** Goal **
Could you extract every entry below and reproduce it exactly?

===============

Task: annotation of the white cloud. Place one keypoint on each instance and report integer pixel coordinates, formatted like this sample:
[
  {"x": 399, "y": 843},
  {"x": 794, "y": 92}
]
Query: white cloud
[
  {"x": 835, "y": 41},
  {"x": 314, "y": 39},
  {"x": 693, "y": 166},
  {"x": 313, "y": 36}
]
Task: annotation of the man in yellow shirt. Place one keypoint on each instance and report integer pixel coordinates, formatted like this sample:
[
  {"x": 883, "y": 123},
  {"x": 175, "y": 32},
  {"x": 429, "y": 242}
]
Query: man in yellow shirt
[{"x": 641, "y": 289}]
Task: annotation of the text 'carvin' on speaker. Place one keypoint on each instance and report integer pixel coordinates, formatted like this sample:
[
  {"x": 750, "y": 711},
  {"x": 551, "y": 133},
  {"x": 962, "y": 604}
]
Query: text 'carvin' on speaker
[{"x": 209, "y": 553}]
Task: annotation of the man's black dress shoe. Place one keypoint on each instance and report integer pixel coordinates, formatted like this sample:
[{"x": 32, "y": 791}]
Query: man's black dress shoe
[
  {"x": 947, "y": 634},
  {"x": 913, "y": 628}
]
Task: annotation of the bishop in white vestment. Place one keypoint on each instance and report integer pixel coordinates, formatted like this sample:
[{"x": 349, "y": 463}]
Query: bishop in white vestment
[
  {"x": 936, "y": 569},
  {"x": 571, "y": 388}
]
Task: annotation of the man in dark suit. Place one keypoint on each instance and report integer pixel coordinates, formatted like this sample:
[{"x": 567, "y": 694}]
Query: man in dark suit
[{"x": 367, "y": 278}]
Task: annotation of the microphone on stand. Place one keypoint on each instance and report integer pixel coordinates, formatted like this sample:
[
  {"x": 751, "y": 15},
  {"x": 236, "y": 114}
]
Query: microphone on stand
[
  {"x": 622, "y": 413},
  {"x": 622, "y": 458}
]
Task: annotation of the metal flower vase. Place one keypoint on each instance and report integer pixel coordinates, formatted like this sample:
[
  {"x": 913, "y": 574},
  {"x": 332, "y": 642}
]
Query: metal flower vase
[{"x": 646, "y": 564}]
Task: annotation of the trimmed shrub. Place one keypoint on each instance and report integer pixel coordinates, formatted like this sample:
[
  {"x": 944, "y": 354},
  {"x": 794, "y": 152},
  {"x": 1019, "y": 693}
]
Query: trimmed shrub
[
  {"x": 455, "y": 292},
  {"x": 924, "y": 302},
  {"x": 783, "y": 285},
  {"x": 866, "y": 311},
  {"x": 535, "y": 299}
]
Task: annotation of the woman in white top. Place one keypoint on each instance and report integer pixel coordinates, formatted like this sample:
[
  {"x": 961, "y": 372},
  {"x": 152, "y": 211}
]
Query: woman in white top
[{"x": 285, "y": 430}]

===============

** Response **
Task: annotation of the white cloud. Place one keypoint on each instance and report integer pixel coordinates, formatted like this sample:
[
  {"x": 399, "y": 843},
  {"x": 794, "y": 92}
]
Query: white cloud
[
  {"x": 835, "y": 41},
  {"x": 314, "y": 39},
  {"x": 693, "y": 166},
  {"x": 313, "y": 36}
]
Task: annotation of the man in yellow shirt. Place one keypoint on each instance and report integer pixel coordinates, formatted like this sample:
[
  {"x": 883, "y": 123},
  {"x": 175, "y": 32},
  {"x": 429, "y": 242}
]
Query: man in yellow shirt
[{"x": 641, "y": 289}]
Task: annotation of the text 'carvin' on speaker. Place one keypoint on each instance and report integer pixel coordinates, formatted like this sample:
[
  {"x": 750, "y": 711},
  {"x": 551, "y": 133},
  {"x": 962, "y": 604}
]
Query: text 'carvin' on speaker
[{"x": 209, "y": 553}]
Task: annotation of the man's black dress shoe. Place one keypoint on each instance and report integer pixel coordinates, formatted like this sample:
[{"x": 32, "y": 791}]
Query: man's black dress shoe
[
  {"x": 947, "y": 634},
  {"x": 913, "y": 628}
]
Task: annotation of the bishop in white vestment. Place one keypoint on each instance and report integer pixel coordinates, formatted like this sample:
[{"x": 349, "y": 463}]
Query: bishop in white vestment
[
  {"x": 936, "y": 569},
  {"x": 571, "y": 388}
]
Task: annotation of the man in dark suit. Place one keypoint on each instance and report integer pixel coordinates, formatted like this sample:
[{"x": 567, "y": 694}]
Query: man in dark suit
[{"x": 367, "y": 278}]
Task: annotation of the microphone on stand. Place one keypoint on each instance and report integer pixel coordinates, formatted like this sample:
[
  {"x": 751, "y": 15},
  {"x": 236, "y": 114}
]
Query: microphone on stand
[
  {"x": 622, "y": 413},
  {"x": 622, "y": 458}
]
Task: annotation of the metal flower vase. Place one keypoint on each instance and report integer pixel coordinates, formatted like this sample:
[
  {"x": 913, "y": 574},
  {"x": 332, "y": 642}
]
Query: metal flower vase
[{"x": 646, "y": 564}]
Task: annotation of the trimmed shrub. Place one keypoint on each instance and report integer pixel coordinates, formatted like this sample:
[
  {"x": 944, "y": 354},
  {"x": 794, "y": 152},
  {"x": 1019, "y": 693}
]
Query: trimmed shrub
[
  {"x": 455, "y": 292},
  {"x": 924, "y": 302},
  {"x": 783, "y": 285},
  {"x": 866, "y": 311},
  {"x": 535, "y": 299}
]
Task: annotation of the woman in white top. Place one keypoint on each instance and report integer pixel coordinates, formatted like this sample:
[
  {"x": 961, "y": 372},
  {"x": 152, "y": 211}
]
Query: woman in white top
[{"x": 285, "y": 430}]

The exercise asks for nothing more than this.